The NYSE has substantial discretion in discontinuing the listing of securities of issuers that have filed for reorganization relief under the bankruptcy laws, so we can provide no assurances that the listing of the Notes will be maintained during the period preceding any confirmation and effectiveness of the Medley LLC Plan of Reorganization. If a suspension or delisting were to occur, there would be significantly less liquidity in the suspended or delisted securities. In addition, its ability to raise additional necessary capital through equity or debt financing, and attract and retain personnel by means of equity compensation, would be greatly impaired. Furthermore, with respect to any suspended or delisted securities, Medley LLC would expect decreases in institutional and other investor demand, analyst coverage, market making activity and information available concerning trading prices and volume, and fewer broker-dealers would be willing to execute trades with respect to such securities. A suspension or delisting would likely decrease the attractiveness of Medley LLC’s securities to investors and cause the trading volume of its securities to decline, which could result in a further decline in the market price of its securities

 

 

We may not be able to obtain the Bankruptcy Courts confirmation of the Medley LLC Plan of Reorganization or may have to materially modify the terms of the Medley LLC Plan of Reorganization.

 

Even if the Medley LLC Plan of Reorganization is approved by each class of holders of claims and interests entitled to vote (a “Voting Class”), the Bankruptcy Court, which, as a court of equity, may exercise substantial discretion and may choose not to confirm the Medley LLC Plan of Reorganization.  Section 1129 of the Bankruptcy Code requirements include, among other things, a showing that confirmation of the Medley LLC Plan of Reorganization will not be followed by liquidation or the need for further financial reorganization of Medley LLC (the feasibility requirement), and that the value of distributions to dissenting holders of claims and interests will not be less than the value such holders would receive if Medley LLC liquidated under Chapter 7 (as defined below).  Although we believe that the Medley LLC Plan of Reorganization will satisfy such tests, there can be no assurance that the Bankruptcy Court or other parties in interest will reach the same conclusion. Confirmation of the Medley LLC Plan of Reorganization will also be subject to certain conditions precedent.  These conditions may not be met and there can be no assurance that the consenting stakeholders will agree to modify or waive such conditions.  Further, changed circumstances may necessitate material changes to the Medley LLC Plan of Reorganization.  Any such modifications could result in material less favorable treatment than the treatment currently anticipated to be included in the Medley LLC Plan of Reorganization.  Such less favorable treatment could include a distribution of property to the class affected by the modification of a materially lesser value than currently anticipated to be included in the Medley LLC Plan of Reorganization or no distribution of property whatsoever under the Medley LLC Plan of Reorganization.  Changes to the Medley LLC Plan of Reorganization may also delay the confirmation of the Medley LLC Plan of Reorganization and Medley LLC’s emergence from bankruptcy, which could result in, among other things, additional incurred costs and expenses to Medley LLC’s estate as debtor in bankruptcy.

(Collected data)
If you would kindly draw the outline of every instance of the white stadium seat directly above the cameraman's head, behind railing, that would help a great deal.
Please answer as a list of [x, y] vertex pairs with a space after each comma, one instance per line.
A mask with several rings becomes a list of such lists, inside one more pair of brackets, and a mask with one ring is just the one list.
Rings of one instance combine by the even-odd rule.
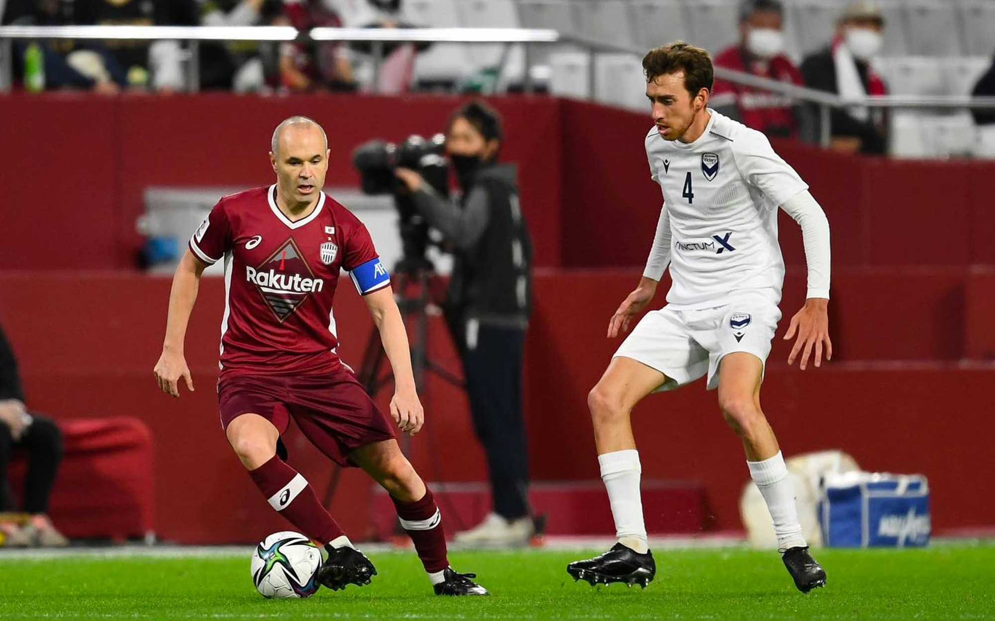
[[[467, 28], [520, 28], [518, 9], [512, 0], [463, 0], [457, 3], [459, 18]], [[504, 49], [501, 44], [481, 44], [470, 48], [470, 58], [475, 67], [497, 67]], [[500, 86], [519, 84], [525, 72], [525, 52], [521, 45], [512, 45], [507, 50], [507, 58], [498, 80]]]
==
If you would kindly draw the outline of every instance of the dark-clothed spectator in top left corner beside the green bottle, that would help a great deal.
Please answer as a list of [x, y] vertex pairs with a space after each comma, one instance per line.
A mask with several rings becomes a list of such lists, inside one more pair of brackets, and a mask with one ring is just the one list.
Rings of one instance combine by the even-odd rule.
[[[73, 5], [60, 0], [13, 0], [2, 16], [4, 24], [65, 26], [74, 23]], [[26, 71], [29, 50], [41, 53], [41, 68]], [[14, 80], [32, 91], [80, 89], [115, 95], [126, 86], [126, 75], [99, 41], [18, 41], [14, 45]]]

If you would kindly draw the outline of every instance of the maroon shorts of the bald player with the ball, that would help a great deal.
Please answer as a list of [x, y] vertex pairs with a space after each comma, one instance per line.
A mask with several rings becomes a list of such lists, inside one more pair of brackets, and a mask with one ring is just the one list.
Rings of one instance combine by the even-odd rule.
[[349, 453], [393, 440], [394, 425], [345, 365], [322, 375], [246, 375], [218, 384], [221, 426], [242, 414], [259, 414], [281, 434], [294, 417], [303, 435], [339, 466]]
--
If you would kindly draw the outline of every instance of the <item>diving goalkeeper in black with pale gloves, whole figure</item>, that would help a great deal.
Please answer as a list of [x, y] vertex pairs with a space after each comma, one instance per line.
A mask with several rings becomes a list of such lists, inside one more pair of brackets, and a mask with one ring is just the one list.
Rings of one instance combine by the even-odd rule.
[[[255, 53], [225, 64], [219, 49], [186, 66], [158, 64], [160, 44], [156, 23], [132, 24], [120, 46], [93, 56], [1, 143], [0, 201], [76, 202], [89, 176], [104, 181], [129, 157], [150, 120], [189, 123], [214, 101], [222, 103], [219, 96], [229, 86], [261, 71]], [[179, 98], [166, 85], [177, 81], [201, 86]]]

#### [What this exercise asks]
1. Print everything in the Medley LLC bankruptcy risk text from "We may not be" down to "terms of the Medley LLC Plan of Reorganization.".
2. Carry on the Medley LLC bankruptcy risk text from the point where it stops.
The items are not needed for this work.

#### [Responses by item number]
1.
We may not be able to obtain the Bankruptcy Courts confirmation of the Medley LLC Plan of Reorganization or may have to materially modify the terms of the Medley LLC Plan of Reorganization.

2.
 

The Medley LLC Plan of Reorganization may not become effective.

 

Even if the Medley LLC Plan of Reorganization is confirmed by the Bankruptcy Court, it may not become effective because it is subject to the satisfaction of certain conditions precedent, some of which are beyond our control.  There can be no assurance that such conditions precedent will be satisfied and thus no assurance that the Medley LLC Plan of Reorganization will become effective and that Medley LLC will emerge from the Medley LLC Chapter 11 Case as contemplated by the Medley LLC Plan of Reorganization.  If the Chapter 11 process takes longer than anticipated and Medley LLC remains in bankruptcy protection longer than expected, and the effective date of the Medley LLC Plan of Reorganization is delayed, MDLY and Medley LLC may not have sufficient cash available to operate our business. In that case, we may need new or additional post‑petition financing, which may increase the cost of consummating the Medley LLC Plan of Reorganization.  There can be no assurance of the terms on which such financing may be available or if such financing will be available at all.  If the transactions contemplated by the Medley LLC Plan of Reorganization are not completed, it may become necessary to amend the Medley LLC Plan of Reorganization, potentially in a material fashion. The terms of any such amendment are uncertain and could result in materially different treatment for stakeholders, material additional expense and material delays to the Medley LLC Chapter 11 Case.

 

The Medley LLC Plan of Reorganization is based in large part upon assumptions and analyses developed by us, with the assistance of our financial advisor/investment banker. If these assumptions and analyses prove to be incorrect, our plan may be unsuccessful in its execution.

 

The Medley LLC Plan of Reorganization will affect both our capital structure and the ownership, structure and operation of our business and reflects assumptions and analyses based on our experience and perception of historical trends, current conditions and expected future developments, as well as other factors that we consider appropriate under the circumstances.  In addition, the Medley LLC Plan of Reorganization relies upon financial projections developed by us with the assistance of our financial advisor/investment banker, including with respect to fees, revenues, debt service, and cash flow.  Financial forecasts are necessarily speculative, and it is likely that one or more of the assumptions and estimates that are the basis of these financial forecasts will not be accurate.  Whether actual future results and developments will be consistent with our expectations and assumptions depends on a number of factors, including but not limited to (1) our ability to substantially change our capital structure, (2) our ability to obtain adequate liquidity and financing sources, (3) our ability to maintain clients’, investors’ and strategic partners’ confidence in our viability as a continuing enterprise and to attract and retain sufficient business from and partnership endeavors with them, (4) our ability to retain key employees and (5) the overall strength and stability of general economic conditions of the markets in which we operate. The failure of any of these factors could materially adversely affect the successful reorganization of our business. Consequently, there can be no assurance that the results or developments contemplated by the Medley LLC Plan of Reorganization, even if confirmed by the Bankruptcy Court and implemented by us, will occur or, even if they do occur, that they will have the anticipated effects on us and our subsidiaries or our businesses or operations.  The failure of any such results or developments to materialize as anticipated could materially adversely affect the successful execution of the Medley LLC Plan of Reorganization.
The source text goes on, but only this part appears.